TEXT PASSAGE:
★ ★ ★ ★ ★

But there was little peace there. A creature stampeded through a cloud of dust: lifting and relentlessly tossing Mr. Winters’s helpless body. As he struggled to gain his bearings, hands enveloped Mr. Winters’s neck, squeezing tightly. He was stalked throughout the haze, knocked down, and stripped from his suit as claws raked across his skin. The unrestrained being vomited onto his bare chest and dug into his flesh.
“Jesus Christ!” Mr. Winters cried out.
The event concluded with Mr. Winters stripped to his boxers and curled in a fetal position, caked in mud, straw and simulated body fluids.
His first words, once regaining composure, were: “That was awesome.”
This is the 44th time Mr. Winters has done something like this as a reprieve from his high-pressure job designing lifesaving heart valves. While wiping fake blood from his eye, he said that this occasion, for which he’d paid $150, was as petrifying as the first: “I was absolutely terrified!”
Every Halloween, theme parks like Universal Studios come alive with actors who are paid to startle attendees. And in recent years, elaborate haunted houses have gotten more popular each fall. But these seasonal events are merely child’s play compared to what is happening year-round in the underground world of immersive horror.
Its leader might be Heretic, a Los Angeles-based experimental horror experience run by a man who goes by Adrian Marcato (a reference to the son-of-the-devil character in “Rosemary’s Baby;” his real name is Guy Michael) and his wife, Jessica Catherine, a.k.a. Jessica Murder. The company, which was in charge of Mr. Winters’s most recent experience, is part of a growing group of horror attractions known as extreme haunts. These shows put their participants, typically a single member at a time, in intense physical and psychological situations, placing them inside their own real life horror film. A safe word is issued (Mr. Winters’s was “parsons”) as their only means of opting out.

★ ★ ★ ★ ★

TASK DIRECTIONS: Continue the passage about extreme haunts and Mr. Winters from the point where it stops.

★ ★ ★ ★ ★

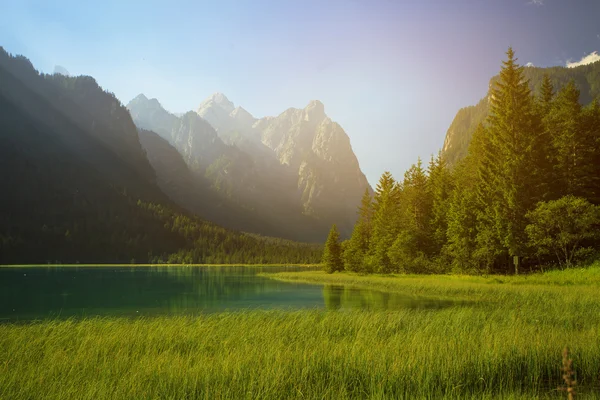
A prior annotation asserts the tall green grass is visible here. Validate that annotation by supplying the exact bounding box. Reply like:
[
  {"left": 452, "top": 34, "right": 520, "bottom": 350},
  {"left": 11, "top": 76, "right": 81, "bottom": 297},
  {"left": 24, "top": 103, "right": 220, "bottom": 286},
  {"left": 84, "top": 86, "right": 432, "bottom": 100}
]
[{"left": 0, "top": 271, "right": 600, "bottom": 399}]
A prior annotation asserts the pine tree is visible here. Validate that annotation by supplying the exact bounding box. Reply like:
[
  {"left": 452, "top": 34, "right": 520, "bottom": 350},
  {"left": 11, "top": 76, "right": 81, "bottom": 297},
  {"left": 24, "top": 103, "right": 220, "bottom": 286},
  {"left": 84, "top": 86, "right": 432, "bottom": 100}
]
[
  {"left": 428, "top": 152, "right": 453, "bottom": 256},
  {"left": 343, "top": 189, "right": 373, "bottom": 272},
  {"left": 388, "top": 158, "right": 432, "bottom": 272},
  {"left": 479, "top": 48, "right": 542, "bottom": 273},
  {"left": 321, "top": 224, "right": 344, "bottom": 274},
  {"left": 539, "top": 74, "right": 554, "bottom": 114},
  {"left": 581, "top": 99, "right": 600, "bottom": 205},
  {"left": 546, "top": 81, "right": 591, "bottom": 199}
]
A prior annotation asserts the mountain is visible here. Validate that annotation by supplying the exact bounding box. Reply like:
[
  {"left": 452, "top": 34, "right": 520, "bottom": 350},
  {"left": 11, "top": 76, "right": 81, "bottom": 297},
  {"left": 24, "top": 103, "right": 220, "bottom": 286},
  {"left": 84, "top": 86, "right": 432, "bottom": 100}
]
[
  {"left": 0, "top": 47, "right": 320, "bottom": 264},
  {"left": 127, "top": 95, "right": 327, "bottom": 241},
  {"left": 442, "top": 62, "right": 600, "bottom": 165},
  {"left": 191, "top": 93, "right": 370, "bottom": 236}
]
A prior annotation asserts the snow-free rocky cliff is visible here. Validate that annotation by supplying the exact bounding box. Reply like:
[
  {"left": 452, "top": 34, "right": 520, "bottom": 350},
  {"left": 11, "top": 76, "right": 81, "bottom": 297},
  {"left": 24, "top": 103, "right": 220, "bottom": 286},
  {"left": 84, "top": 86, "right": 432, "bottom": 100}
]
[{"left": 127, "top": 93, "right": 369, "bottom": 239}]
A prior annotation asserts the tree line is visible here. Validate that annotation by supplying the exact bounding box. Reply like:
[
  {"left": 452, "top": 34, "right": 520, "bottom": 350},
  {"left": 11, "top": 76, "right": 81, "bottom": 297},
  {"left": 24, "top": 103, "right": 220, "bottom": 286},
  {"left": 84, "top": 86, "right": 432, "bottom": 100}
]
[{"left": 323, "top": 48, "right": 600, "bottom": 273}]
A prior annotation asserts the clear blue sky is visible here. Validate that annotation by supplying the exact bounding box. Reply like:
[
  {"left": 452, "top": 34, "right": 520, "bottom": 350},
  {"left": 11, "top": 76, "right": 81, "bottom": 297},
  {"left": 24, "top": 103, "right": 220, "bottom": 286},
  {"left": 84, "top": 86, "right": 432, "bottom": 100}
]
[{"left": 0, "top": 0, "right": 600, "bottom": 184}]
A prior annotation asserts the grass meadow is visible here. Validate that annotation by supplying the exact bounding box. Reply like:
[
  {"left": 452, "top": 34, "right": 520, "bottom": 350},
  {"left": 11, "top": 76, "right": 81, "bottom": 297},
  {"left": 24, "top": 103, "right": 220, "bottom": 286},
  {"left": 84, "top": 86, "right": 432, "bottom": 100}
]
[{"left": 0, "top": 265, "right": 600, "bottom": 399}]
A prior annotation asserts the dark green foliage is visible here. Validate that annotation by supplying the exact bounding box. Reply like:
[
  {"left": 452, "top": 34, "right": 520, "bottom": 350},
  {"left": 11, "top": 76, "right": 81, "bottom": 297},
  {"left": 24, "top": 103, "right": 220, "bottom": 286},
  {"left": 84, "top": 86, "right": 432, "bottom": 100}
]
[
  {"left": 343, "top": 189, "right": 373, "bottom": 272},
  {"left": 0, "top": 49, "right": 320, "bottom": 264},
  {"left": 527, "top": 195, "right": 600, "bottom": 266},
  {"left": 368, "top": 171, "right": 400, "bottom": 273},
  {"left": 321, "top": 224, "right": 344, "bottom": 274},
  {"left": 443, "top": 54, "right": 600, "bottom": 166},
  {"left": 344, "top": 49, "right": 600, "bottom": 274}
]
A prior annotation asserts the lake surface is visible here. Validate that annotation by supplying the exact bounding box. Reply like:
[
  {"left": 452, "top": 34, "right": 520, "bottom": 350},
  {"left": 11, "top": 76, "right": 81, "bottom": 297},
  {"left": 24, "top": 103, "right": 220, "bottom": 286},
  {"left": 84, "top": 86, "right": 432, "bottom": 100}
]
[{"left": 0, "top": 266, "right": 452, "bottom": 322}]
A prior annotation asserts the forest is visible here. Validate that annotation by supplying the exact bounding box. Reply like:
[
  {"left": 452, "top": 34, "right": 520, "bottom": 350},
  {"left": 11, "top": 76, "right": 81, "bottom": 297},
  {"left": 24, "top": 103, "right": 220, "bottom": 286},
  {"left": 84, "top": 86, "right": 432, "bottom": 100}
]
[
  {"left": 323, "top": 48, "right": 600, "bottom": 274},
  {"left": 0, "top": 48, "right": 321, "bottom": 265}
]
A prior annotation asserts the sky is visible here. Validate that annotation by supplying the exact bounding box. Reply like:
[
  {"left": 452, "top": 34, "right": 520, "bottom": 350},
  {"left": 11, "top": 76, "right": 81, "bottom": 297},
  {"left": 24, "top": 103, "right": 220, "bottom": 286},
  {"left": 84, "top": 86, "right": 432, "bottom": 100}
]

★ ★ ★ ★ ★

ANSWER TO THIS EXERCISE:
Students, read the entire article, then tell us:
— What is your reaction to this article? Would you be willing to participate in this kind of immersive horror? Why or why not?
— Heretic, the experimental horror experience described in the article, has buried people alive; flipped guests upside down in immersion devices; pushed people off balconies (they landed on an airbag hidden below); and tricked attendees into thinking their heads would be ignited in flames. One customer says she subjects herself to experiences like this in order to “feel alive.” Another takes pride in being “fit” enough to handle it all. Can you understand those points of view? Can you see benefits to taking part in experiences like this?
— Even if you would not like to be a customer of a show like this, would you enjoy being a “scare actor” or stuntperson for one?
— Many of these shows are custom-created around the participants’ real-life fears. What elements, scenes or experiences would someone add to an immersive horror show that was intended to totally terrify you? Why?
— What will you be doing this Halloween? Will you seek out a scary experience and, if so, what? To what extent do you enjoy being scared in general?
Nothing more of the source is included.